##### Passage provided

How did you get that job: designing a parachute for NASA’s Mars rover

After getting a bachelor’s in aerospace engineering from Boston University, she went on to receive a master’s and PhD from the University of Southern California, where she is now also a research associate professor. Her PhD thesis was on the ion thrusters that powered NASA’s Dawn mission, a probe launched in 2007, which orbited the asteroid Vesta before moving on to map Ceres, the largest object in the asteroid belt between Mars and Jupiter.

Naturally, she's got an appetite for tough problems

Her main gig is as a project manager for the Jet Propulsion Laboratory’s Cold Atom Laboratory, where she helps coordinate other brilliant people to figure out how better to get access to space.

But what was most surprising, in talking to her, was how important luck was in her career — Sengupta took risks, often taking on projects that were outside of her areas of expertise. It was by stretching herself in that way that she learned the most, she says.

And if you want to work on space? There’s probably a job for you. At least, that’s what the woman who helped land a monster-truck-sized science lab on Mars says.

mars curiosity chute

Artist's rendering of the Curiosity parachute (NASA / JPL-Caltech)

Liz Lopatto: Was space always an interest for you? Or was this something that developed later in life?

Anita Sengupta: Oh, always an interest. I was a massive science fiction fan since I was a little kid. I watched Doctor Who, the old-school reruns on channel 21 in New York. I watched Star Trek Original Series reruns with my dad. So I always knew I wanted to be involved in space exploration in some way. I just didn’t hone in on what that career choice would be until I was 15 or so. I was always going between astrophysics or astronomy or engineering. Then I chose the engineering route because I like the technology aspect.

Tell me a little bit more about that! Because 15 seems quite young to start figuring out what it is you want to do with your life. Maybe you can tell me a little bit about how you decided that engineering was the route you wanted to go.

My dad — interestingly enough — was a mechanical engineer, but he never talked about his job. I actually didn’t know what he did because he stopped doing mechanical engineering a long time ago and he started his own business. I don’t know how much that weighed into it, but I would say that my dad still is a smart person and meticulous and just had this interesting way of thinking about and solving problems. I always really respected that. That obviously came from his engineering training.

"Ever since I was a little kid, I was fixing things."

I just liked that way of being, that way of thinking, and I loved technology. Ever since I was a little kid, I was fixing things. I just liked the idea of taking part in actually fixing something instead of just buying something and getting it to work. I just like the hands-on aspect of doing things like that. I wanted to do it with space, I’m like aerospace engineering seems perfect.

So around 15, you figured that engineering was the way to go. How did that influence you when you were choosing colleges and starting to think about the way that you angle yourself into a career that you can pursue as an adult?

Well, I would say that I had other constraints. For example, I didn’t have a lot of money. I was going to go to the place that gave me the most money. I didn’t really want to leave the Northeast because that’s where my family lives and we don’t have a lot, and if you can only go on a bus ticket to get you to somewhere, that somewhat limits your choices.

"I was going to go to the place that gave me the most money."

##########

* _Tasks for this exercise_
#1 In the interview about designing the Mars rover parachute, which NASA mission did the ion thrusters in Sengupta's PhD thesis power?
#2 Reproduce word for word everything in the parachute interview from "Naturally, she's got" down to "access to space.".

##### Given entries

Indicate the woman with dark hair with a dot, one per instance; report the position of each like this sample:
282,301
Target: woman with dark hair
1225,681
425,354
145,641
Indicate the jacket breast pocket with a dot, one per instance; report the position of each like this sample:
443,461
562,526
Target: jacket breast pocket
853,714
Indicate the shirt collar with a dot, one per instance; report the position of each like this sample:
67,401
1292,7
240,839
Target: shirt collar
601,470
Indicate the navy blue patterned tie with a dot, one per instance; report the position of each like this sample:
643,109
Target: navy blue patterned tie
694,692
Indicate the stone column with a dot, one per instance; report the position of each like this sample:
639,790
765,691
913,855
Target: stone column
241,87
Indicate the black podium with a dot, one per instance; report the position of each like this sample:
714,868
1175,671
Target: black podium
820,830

##########
##### Given entries

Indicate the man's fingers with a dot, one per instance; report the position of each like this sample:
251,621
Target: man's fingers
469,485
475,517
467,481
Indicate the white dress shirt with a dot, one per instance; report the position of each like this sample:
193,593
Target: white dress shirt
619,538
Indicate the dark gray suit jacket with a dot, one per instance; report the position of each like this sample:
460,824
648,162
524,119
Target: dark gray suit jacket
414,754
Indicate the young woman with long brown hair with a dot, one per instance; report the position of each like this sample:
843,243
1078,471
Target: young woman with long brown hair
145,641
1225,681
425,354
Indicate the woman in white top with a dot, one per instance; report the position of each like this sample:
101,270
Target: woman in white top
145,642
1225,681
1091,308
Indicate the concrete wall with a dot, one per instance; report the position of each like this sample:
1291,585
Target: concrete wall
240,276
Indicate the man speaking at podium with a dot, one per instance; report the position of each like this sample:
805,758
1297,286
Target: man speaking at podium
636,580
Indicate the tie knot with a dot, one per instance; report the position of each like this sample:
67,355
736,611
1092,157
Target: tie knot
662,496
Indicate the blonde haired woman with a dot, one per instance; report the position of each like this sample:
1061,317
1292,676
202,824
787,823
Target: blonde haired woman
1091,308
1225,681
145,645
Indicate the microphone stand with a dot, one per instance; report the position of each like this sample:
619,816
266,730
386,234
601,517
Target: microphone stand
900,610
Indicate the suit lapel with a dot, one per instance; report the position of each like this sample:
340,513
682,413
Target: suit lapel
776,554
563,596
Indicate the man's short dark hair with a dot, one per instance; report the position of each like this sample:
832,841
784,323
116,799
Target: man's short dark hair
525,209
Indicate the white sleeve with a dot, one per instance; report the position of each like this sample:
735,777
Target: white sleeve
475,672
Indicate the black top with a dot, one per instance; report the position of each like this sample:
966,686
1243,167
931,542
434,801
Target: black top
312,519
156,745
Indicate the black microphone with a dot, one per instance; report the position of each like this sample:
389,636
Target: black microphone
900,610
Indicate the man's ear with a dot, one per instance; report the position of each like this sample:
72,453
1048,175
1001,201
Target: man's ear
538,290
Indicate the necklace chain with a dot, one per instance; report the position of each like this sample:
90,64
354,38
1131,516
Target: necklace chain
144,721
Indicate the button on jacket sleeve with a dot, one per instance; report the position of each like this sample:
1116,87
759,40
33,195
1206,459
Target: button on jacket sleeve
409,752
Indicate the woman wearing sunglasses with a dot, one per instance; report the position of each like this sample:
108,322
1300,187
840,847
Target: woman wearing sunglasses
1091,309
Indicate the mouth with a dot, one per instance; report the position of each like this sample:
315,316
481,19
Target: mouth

##########

* _Solved tasks_
#1 NASA's Dawn mission.

#2
Naturally, she's got an appetite for tough problems

Her main gig is as a project manager for the Jet Propulsion Laboratory’s Cold Atom Laboratory, where she helps coordinate other brilliant people to figure out how better to get access to space.